* _Quoted passage_
>>>>>

Biosorption of a mixture of metals (Co2+, Cr3+, Mn2+, Ni2+)

The biosorption capacities of natural and Fenton oxidized sawdust were assessed for the removal of metal ions Co2+, Cr3+, Mn2+ and Ni2+ ions from aqueous solutions. Metal solutions were evaluated separately and in a mixture under optimum parameters previously determined (initial metal ion concentration = 5 mg/L (alone or in a mixture), 5 g/L of pine biomass, pH = 8).

Biomass recycling

To evaluate the reusability of natural pine sawdust, biosorption-desorption cycles were repeated five times using the same concentrations (5 g/L of sawdust). 5 mg/L of initial Ni2+ concentration solution was used for biosorption and desorption was performed with 10 mL of 0.1 M HCl solution for 16 h.

Results and discussion

Physicochemical characterization of natural and modified sawdust

Fourier Transform Infrared (FTIR) spectroscopy

The infrared spectra of the natural and modified pine sawdust were carried out to determine the type of functional groups present in the sawdust surface (Figure 1). All spectra shared characteristic absorption bands around 1600-1700 cm−1, 2900 cm−1 and 3300 cm−1 which has been assigned respectively to the stretching vibrations of carbonyl group (C=O), C–H and OH stretching. Nevertheless, we can observe some modifications after the different chemical treatments. Thus, aldehydes groups (SCHO) in pine sawdust is associated to bands around 2855-2849 cm−1 (vibrational stretching of C–H bands) and 1700 cm−1 (C=O) higher than natural sawdust (Stuart, 2005). Bands attributed to COOH groups present at 1500-1600 cm−1 (C=O), and 1200 cm−1 (C–O) are higher in dicarboxylic and tricarboxylic spectra. Generally, band intensities increase in the same direction as the sawdust oxidation degree. The oxidation of aldehyde functions in carboxylic acid function is reflected in a decrease of band intensity around 1740 cm−1 versus a wide band around 1600 cm−1 for dicarboxylic and tricarboxylic sawdust spectra. The presence of band for dicarboxylic sawdust is translated by a non-complete reaction because all aldehydes haven't been oxidized. The spectra of acidified sawdust allow to observe a little increase in the intensity of the band around 1700 cm−1 (C=O aldehyde) as a sign of the disappearance of hemiacetal functions in acid treatment. For Fenton oxidized sawdust, the band characteristic of aromatic rings (1600 cm−1 stretching of C=C) was decreased following degradation.

Figure 1

FTIR spectra of natural, treated and oxidized sawdust.

Scanning electron microscopy (SEM) analysis and energy dispersive X-Ray (EDX) spectroscopy

The microscopic analysis SEM confirms the difference in structure between natural and modified sawdust (Figure 2). Natural sawdust had fibrous and rough surface with heterogeneous structure similar to a spongy aspect. The obtained SH+ presented many pits and fissures, possibly because of the powerful dehydrating of sulfuric acid. Oxidized sawdust SF, SCHO and SCOOH had irregular, heterogeneous surface characterized by cracks, the pore volume increase. Thus, oxidized reagents disturb the surface of sawdust making them more available to metals. The adsorption mechanism occurring in pores considers interactions such as electrostatic attraction, hydrogen bonding, surface precipitation, cation exchange. These interactions depend on the characteristics of the porous adsorbents and adsorbate (Tran et al., 2017).

<<<<<

* _Extracted records_
>>>>>

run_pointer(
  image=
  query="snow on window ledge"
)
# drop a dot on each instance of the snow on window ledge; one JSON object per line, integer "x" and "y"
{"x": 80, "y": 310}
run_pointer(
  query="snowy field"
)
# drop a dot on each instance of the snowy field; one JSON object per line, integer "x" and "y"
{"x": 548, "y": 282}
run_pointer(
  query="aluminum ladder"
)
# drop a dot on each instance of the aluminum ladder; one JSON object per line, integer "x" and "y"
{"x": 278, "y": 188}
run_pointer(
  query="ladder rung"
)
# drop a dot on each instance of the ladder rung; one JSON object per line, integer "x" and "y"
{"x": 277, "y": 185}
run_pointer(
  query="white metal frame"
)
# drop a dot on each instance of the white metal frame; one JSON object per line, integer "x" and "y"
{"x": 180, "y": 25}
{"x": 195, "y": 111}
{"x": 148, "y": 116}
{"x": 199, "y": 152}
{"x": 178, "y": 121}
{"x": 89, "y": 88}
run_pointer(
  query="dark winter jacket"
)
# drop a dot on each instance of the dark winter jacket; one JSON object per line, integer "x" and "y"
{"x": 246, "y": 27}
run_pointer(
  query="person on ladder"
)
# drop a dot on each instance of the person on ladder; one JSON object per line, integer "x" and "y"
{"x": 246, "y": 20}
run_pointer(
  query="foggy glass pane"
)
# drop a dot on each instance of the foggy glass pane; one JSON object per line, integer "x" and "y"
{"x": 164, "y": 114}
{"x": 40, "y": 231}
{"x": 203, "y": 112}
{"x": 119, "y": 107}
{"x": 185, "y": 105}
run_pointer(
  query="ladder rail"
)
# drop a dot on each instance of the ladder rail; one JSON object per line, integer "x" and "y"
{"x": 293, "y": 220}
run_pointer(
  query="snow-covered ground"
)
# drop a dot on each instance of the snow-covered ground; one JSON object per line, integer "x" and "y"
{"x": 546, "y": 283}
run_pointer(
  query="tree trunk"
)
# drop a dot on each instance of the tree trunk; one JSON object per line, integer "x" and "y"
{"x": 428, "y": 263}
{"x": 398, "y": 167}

<<<<<

* _Job_
Edit the sawdust biosorption text above: copy it from the words "Biosorption of a" through "biomass, pH = 8).", putting "wood shavings" wherever "sawdust" occurs.

* _Task response_
Biosorption of a mixture of metals (Co2+, Cr3+, Mn2+, Ni2+)

The biosorption capacities of natural and Fenton oxidized wood shavings were assessed for the removal of metal ions Co2+, Cr3+, Mn2+ and Ni2+ ions from aqueous solutions. Metal solutions were evaluated separately and in a mixture under optimum parameters previously determined (initial metal ion concentration = 5 mg/L (alone or in a mixture), 5 g/L of pine biomass, pH = 8).